▶ **INPUT DATA**

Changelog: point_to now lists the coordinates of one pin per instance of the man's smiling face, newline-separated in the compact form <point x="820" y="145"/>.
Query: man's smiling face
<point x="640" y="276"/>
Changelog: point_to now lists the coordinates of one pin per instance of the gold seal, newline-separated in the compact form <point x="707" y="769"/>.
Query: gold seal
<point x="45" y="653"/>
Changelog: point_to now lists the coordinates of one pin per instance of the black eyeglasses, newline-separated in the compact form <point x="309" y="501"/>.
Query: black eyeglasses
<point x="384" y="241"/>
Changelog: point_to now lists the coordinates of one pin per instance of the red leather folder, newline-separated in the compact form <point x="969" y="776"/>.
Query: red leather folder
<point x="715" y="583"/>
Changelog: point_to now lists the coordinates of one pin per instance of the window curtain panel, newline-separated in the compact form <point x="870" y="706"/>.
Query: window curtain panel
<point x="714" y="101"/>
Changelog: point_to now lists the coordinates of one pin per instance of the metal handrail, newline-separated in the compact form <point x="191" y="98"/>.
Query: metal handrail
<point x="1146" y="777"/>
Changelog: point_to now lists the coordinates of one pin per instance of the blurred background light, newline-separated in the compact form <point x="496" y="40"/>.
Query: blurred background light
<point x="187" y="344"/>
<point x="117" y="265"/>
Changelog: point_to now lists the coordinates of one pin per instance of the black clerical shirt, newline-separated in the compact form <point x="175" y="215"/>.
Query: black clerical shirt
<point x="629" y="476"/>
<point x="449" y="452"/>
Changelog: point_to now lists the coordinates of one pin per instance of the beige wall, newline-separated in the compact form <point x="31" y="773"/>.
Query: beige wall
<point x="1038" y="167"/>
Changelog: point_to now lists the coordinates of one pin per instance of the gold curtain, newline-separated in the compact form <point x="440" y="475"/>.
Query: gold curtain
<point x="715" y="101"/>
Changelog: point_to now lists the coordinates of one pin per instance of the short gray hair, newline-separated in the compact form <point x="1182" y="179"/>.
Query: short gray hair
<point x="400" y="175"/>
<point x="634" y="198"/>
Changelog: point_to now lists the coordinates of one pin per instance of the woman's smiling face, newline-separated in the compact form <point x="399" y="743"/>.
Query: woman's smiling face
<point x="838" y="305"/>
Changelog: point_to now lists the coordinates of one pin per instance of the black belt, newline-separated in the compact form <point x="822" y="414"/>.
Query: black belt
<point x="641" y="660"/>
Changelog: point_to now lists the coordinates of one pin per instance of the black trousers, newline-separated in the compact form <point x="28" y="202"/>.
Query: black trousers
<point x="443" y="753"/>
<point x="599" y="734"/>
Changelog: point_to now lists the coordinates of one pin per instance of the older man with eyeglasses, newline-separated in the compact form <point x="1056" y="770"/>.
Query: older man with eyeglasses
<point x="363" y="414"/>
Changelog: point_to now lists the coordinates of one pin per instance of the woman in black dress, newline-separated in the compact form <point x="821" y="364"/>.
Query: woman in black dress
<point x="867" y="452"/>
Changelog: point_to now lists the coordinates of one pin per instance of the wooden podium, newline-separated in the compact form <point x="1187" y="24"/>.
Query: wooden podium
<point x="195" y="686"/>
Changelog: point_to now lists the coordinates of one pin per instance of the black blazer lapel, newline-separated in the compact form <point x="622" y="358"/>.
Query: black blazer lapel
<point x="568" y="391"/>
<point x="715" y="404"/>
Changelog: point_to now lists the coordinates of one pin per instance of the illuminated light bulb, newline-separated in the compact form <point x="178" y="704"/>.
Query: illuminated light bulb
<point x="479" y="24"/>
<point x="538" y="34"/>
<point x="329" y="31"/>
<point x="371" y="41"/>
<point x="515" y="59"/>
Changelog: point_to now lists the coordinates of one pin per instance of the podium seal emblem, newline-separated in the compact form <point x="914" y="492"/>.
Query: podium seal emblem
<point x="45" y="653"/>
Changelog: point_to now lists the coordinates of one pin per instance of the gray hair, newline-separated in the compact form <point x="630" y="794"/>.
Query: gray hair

▶ **TO DO**
Format every line of the material above as a numbered list, leaving out any blank lines.

▶ **SOLUTION FOR THIS TASK**
1. Changelog: point_to now lists the coordinates of one pin per instance of the man's smiling face, newline-separated in the compact form <point x="820" y="145"/>.
2. Query: man's smiling face
3. <point x="640" y="276"/>
4. Changelog: point_to now lists the coordinates of one pin per instance of the gold seal, newline-separated in the compact form <point x="707" y="769"/>.
5. Query: gold seal
6. <point x="45" y="653"/>
7. Changelog: point_to now lists the coordinates of one pin per instance of the black eyeglasses, newline-separated in the compact form <point x="309" y="501"/>.
8. Query: black eyeglasses
9. <point x="384" y="241"/>
10. Changelog: point_to now lists the coordinates of one pin per instance of the red leather folder, newline-separated in the compact form <point x="969" y="776"/>.
11. Query: red leather folder
12. <point x="715" y="583"/>
13. Changelog: point_to now lists the coordinates of one pin per instance of the window curtain panel, newline-separated in the compact form <point x="870" y="706"/>.
14. Query: window curtain panel
15. <point x="714" y="101"/>
16. Changelog: point_to now lists the coordinates of one pin per instance of the metal handrail, newline-separated in the compact form <point x="191" y="98"/>.
17. Query: metal handrail
18. <point x="1146" y="777"/>
19. Changelog: point_to now lists the coordinates of one pin per instance of the blurred background light, newline-separated in the compact form <point x="496" y="40"/>.
20. Query: blurred background light
21. <point x="187" y="344"/>
22. <point x="117" y="265"/>
23. Changelog: point_to now lists the coordinates of one pin per instance of the black clerical shirt, newline-separated in the compact form <point x="175" y="215"/>.
24. Query: black clerical shirt
25. <point x="629" y="476"/>
26. <point x="449" y="452"/>
27. Changelog: point_to now lists the coordinates of one pin per instance of the beige wall, newline-separated in the compact form <point x="31" y="773"/>.
28. Query: beige wall
29. <point x="1038" y="167"/>
30. Changelog: point_to now lists the coordinates of one pin per instance of the gold curtain, newline-separated in the compact form <point x="440" y="475"/>.
31. Query: gold curtain
32. <point x="715" y="101"/>
33. Changelog: point_to now lists the coordinates of one pin per instance of the short gray hair, newline-separated in the compact form <point x="1182" y="179"/>.
34. Query: short gray hair
35. <point x="400" y="175"/>
36. <point x="634" y="198"/>
37. Changelog: point_to now lists the coordinates of one pin per instance of the woman's smiling face, newline-separated in the compact form <point x="399" y="743"/>.
38. Query: woman's smiling face
39. <point x="838" y="305"/>
40. Changelog: point_to now lists the coordinates of one pin per instance of the black belt, newline-separated in the compact form <point x="822" y="414"/>.
41. Query: black belt
42. <point x="641" y="660"/>
43. Changelog: point_to now lists the coordinates of one pin per instance of the black trousers, newline-separated in the compact form <point x="28" y="202"/>.
44. Query: black trousers
45. <point x="443" y="753"/>
46. <point x="599" y="734"/>
47. Changelog: point_to now lists the coordinates of one pin per instance of the older man with eyeglasses, newline-separated in the compact form <point x="1056" y="770"/>.
48. Query: older man with eyeglasses
49. <point x="363" y="414"/>
50. Changelog: point_to now lists the coordinates of one pin per instance of the woman in black dress, newline-separated in the compact form <point x="821" y="364"/>.
51. Query: woman in black dress
52. <point x="867" y="452"/>
53. Changelog: point_to now lists the coordinates of one pin per instance of the wooden podium, newline-separated in the compact form <point x="1187" y="24"/>.
54. Query: wooden podium
55. <point x="195" y="686"/>
56. Changelog: point_to now lists the coordinates of one pin per instance of the black blazer lapel, newline-separated in the compact form <point x="622" y="358"/>.
57. Query: black blazer lapel
58. <point x="568" y="391"/>
59. <point x="715" y="404"/>
60. Changelog: point_to now lists the coordinates of one pin per instance of the illuminated light bulb, newline-separated in the compact form <point x="178" y="704"/>.
61. Query: illuminated light bulb
62. <point x="479" y="24"/>
63. <point x="538" y="34"/>
64. <point x="329" y="31"/>
65. <point x="371" y="41"/>
66. <point x="515" y="59"/>
67. Changelog: point_to now lists the coordinates of one pin per instance of the podium seal emblem, newline-separated in the compact form <point x="914" y="492"/>.
68. Query: podium seal emblem
69. <point x="45" y="653"/>
70. Changelog: point_to now lists the coordinates of one pin per instance of the gray hair, newline-separated in the compact form <point x="630" y="794"/>.
71. Query: gray hair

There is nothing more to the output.